Data listing section start

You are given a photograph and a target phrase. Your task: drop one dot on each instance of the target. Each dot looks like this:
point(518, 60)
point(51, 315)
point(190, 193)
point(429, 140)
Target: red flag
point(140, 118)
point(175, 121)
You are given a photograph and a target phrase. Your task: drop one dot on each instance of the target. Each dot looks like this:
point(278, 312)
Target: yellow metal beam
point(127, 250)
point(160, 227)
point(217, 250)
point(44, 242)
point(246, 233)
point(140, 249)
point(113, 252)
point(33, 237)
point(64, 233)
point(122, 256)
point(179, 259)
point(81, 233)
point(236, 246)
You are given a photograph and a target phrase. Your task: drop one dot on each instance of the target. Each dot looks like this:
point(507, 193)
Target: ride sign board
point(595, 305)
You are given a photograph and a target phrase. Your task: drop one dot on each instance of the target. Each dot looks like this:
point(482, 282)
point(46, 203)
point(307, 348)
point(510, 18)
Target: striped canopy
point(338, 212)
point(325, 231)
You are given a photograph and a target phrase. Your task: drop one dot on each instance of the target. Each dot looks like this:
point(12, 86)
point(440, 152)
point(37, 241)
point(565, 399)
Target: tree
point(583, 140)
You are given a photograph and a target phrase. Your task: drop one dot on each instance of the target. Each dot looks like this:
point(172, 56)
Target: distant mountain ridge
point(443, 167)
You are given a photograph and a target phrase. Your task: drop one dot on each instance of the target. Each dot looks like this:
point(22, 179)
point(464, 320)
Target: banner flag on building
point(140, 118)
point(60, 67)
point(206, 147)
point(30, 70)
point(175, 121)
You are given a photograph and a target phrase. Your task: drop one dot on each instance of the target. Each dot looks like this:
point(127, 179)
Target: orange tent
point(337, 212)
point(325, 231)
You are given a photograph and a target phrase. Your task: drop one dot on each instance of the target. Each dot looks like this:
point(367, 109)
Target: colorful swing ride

Data listing section end

- What you are asked to do
The answer must be an exact copy of every record above.

- Exercise result
You are given a photograph and a target phrase. Your task: drop one dot on each instance of the target. Each dot looks like this:
point(518, 60)
point(51, 315)
point(190, 193)
point(429, 140)
Target: red flag
point(140, 118)
point(175, 121)
You are given a photograph and a target phrase. Your task: drop one dot on each instance of the target. Each dot looks like this:
point(278, 312)
Target: yellow metal beam
point(127, 250)
point(160, 227)
point(217, 250)
point(44, 242)
point(246, 233)
point(140, 249)
point(113, 252)
point(33, 237)
point(64, 233)
point(122, 256)
point(179, 259)
point(81, 233)
point(236, 246)
You are given a photograph and a target phrase. Your task: drop one dot on each instance of the target. Each dot looks like this:
point(507, 193)
Target: ride sign board
point(595, 305)
You are given a photograph and a target phrase. Your task: drop one dot on each instance of the target. Each dot looks like this:
point(482, 282)
point(46, 203)
point(307, 348)
point(510, 18)
Target: striped canopy
point(338, 212)
point(325, 231)
You are given a photograph and a target phrase. Your task: drop one dot on each instance of the target. Each dot looks like this:
point(12, 86)
point(440, 152)
point(37, 241)
point(565, 399)
Target: tree
point(583, 140)
You are given a photograph and a target phrase. Your task: drop one dot on each instance of the target. Each dot looks like this:
point(172, 56)
Target: distant mountain ridge
point(443, 167)
You are given a photograph and a target phrase. Your task: drop one dot on each instance of the target. Each dot looks like this:
point(22, 179)
point(464, 320)
Target: banner flag on building
point(140, 118)
point(60, 67)
point(206, 147)
point(30, 70)
point(175, 121)
You are given a photograph and a target phrase. Your task: drop one dot on each instance of the target. Each dot looks like this:
point(127, 179)
Target: orange tent
point(337, 212)
point(325, 231)
You are given a photograph and a target phrase. Your task: drop one dot on each instance of the target. Each dot looks like this:
point(367, 109)
Target: colorful swing ride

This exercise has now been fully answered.